• Excerpt to read
* * * * *
A sketch I did of Walter Benjamin reading a book
Amidst a never-ending barrage of domestic and international crises, it can be difficult to remain hopeful. When those in power can create a constant state of emergency, dictating the terms of the conflict with seeming impunity, it can leave one feeling overwhelmed and powerless. Either one is raising the alarm all the time, or one gives in to apathetic despair. In such conditions, what can be done?
One answer can be found in an unexpected place: Walter Benjamin’s analysis of Goethe’s ‘elective affinities’. Imagining a giant funeral pyre in which all the books of the world are being burned, Benjamin writes:
“If, for the sake of a simile, one views (it) as a flaming funeral pyre, then the commentator stands before it as a chemist, the critic like an alchemist. Whereas, for the former, wood and ashes alone remain the objects of his analysis, for the latter, only the flame itself preserves an enigma: the enigma of whatever is alive. The critic, therefore, asks about the truth whose living flame continues to burn over the weighty foundering of what once was, as well as the light ashes of what was lived through.”
Two things immediately stand out. First, the image of the burning pyre brings to mind the well-known Heinrich Heine quote, “Where they burn books, they will ultimately burn people” (Dort, wo man Bücher verbrennt, verbrennt man am Ende auch Menschen). Secondly, Benjamin is making a tacit argument about the nature of philosophy in an era of crisis. How can one respond to a world that is on fire?
* * * * *
Stored items
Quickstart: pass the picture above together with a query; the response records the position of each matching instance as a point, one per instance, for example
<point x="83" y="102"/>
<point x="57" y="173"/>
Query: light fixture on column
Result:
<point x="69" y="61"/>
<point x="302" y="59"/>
* * * * *
• Stated task 1
Transcribe the stretch of the Walter Benjamin passage from "Two things immediately" through "is on fire?".
• Stated task 2
Answer these questions on the Walter Benjamin passage:
(a) Which work of Goethe's does Benjamin analyze?
(b) In Benjamin's simile, who stands before the pyre as a chemist?
(c) Who is credited with the quote about burning books?
• Stated task 3
Decide whether each statement agrees with the Walter Benjamin passage, and support each answer with the relevant words of the text:
(a) In Benjamin's simile, the critic is likened to an alchemist.
(b) For the commentator, the flame itself is the object of analysis.
(c) The sketch shows Benjamin writing.

• Answer 1
Two things immediately stand out. First, the image of the burning pyre brings to mind the well-known Heinrich Heine quote, “Where they burn books, they will ultimately burn people” (Dort, wo man Bücher verbrennt, verbrennt man am Ende auch Menschen). Secondly, Benjamin is making a tacit argument about the nature of philosophy in an era of crisis. How can one respond to a world that is on fire?

• Answer 2
(a) Goethe's 'elective affinities'.
(b) The commentator.
(c) Heinrich Heine.

• Answer 3
(a) Yes: "the critic like an alchemist."
(b) No: "for the former, wood and ashes alone remain the objects of his analysis."
(c) No: "A sketch I did of Walter Benjamin reading a book."